Data records
== == ==

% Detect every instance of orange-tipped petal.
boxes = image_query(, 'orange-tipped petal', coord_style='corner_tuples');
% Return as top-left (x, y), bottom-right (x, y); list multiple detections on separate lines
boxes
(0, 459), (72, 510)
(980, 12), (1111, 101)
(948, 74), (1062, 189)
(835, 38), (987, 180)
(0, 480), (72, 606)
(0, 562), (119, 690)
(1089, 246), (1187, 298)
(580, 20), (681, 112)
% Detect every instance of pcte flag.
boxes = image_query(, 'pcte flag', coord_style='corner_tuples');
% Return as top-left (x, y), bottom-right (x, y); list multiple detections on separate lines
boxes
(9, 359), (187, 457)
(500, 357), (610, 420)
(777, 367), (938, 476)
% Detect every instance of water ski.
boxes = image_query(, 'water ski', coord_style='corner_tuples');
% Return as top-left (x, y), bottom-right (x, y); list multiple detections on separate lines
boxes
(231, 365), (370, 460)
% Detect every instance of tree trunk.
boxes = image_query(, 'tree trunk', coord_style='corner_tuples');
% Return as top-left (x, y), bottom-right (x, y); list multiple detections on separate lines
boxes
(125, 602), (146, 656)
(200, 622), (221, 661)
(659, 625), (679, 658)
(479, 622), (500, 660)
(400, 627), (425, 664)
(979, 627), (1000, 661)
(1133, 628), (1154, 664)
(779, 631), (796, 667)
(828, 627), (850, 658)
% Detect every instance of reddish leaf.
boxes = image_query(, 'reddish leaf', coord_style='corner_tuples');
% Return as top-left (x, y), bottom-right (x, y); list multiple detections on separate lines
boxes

== == ==

**Exercise description**. Lay out each line of the data above as a Markdown table with the columns "Row" and "Line," numbering the rows in order and skipping any blank lines.

**The result**.
| Row | Line |
|---|---|
| 1 | % Detect every instance of orange-tipped petal. |
| 2 | boxes = image_query(, 'orange-tipped petal', coord_style='corner_tuples'); |
| 3 | % Return as top-left (x, y), bottom-right (x, y); list multiple detections on separate lines |
| 4 | boxes |
| 5 | (0, 459), (72, 510) |
| 6 | (980, 12), (1111, 101) |
| 7 | (948, 74), (1062, 189) |
| 8 | (835, 38), (987, 180) |
| 9 | (0, 480), (72, 606) |
| 10 | (0, 562), (119, 690) |
| 11 | (1089, 246), (1187, 298) |
| 12 | (580, 20), (681, 112) |
| 13 | % Detect every instance of pcte flag. |
| 14 | boxes = image_query(, 'pcte flag', coord_style='corner_tuples'); |
| 15 | % Return as top-left (x, y), bottom-right (x, y); list multiple detections on separate lines |
| 16 | boxes |
| 17 | (9, 359), (187, 457) |
| 18 | (500, 357), (610, 420) |
| 19 | (777, 367), (938, 476) |
| 20 | % Detect every instance of water ski. |
| 21 | boxes = image_query(, 'water ski', coord_style='corner_tuples'); |
| 22 | % Return as top-left (x, y), bottom-right (x, y); list multiple detections on separate lines |
| 23 | boxes |
| 24 | (231, 365), (370, 460) |
| 25 | % Detect every instance of tree trunk. |
| 26 | boxes = image_query(, 'tree trunk', coord_style='corner_tuples'); |
| 27 | % Return as top-left (x, y), bottom-right (x, y); list multiple detections on separate lines |
| 28 | boxes |
| 29 | (125, 602), (146, 656) |
| 30 | (200, 622), (221, 661) |
| 31 | (659, 625), (679, 658) |
| 32 | (479, 622), (500, 660) |
| 33 | (400, 627), (425, 664) |
| 34 | (979, 627), (1000, 661) |
| 35 | (1133, 628), (1154, 664) |
| 36 | (779, 631), (796, 667) |
| 37 | (828, 627), (850, 658) |
| 38 | % Detect every instance of reddish leaf. |
| 39 | boxes = image_query(, 'reddish leaf', coord_style='corner_tuples'); |
| 40 | % Return as top-left (x, y), bottom-right (x, y); list multiple detections on separate lines |
| 41 | boxes |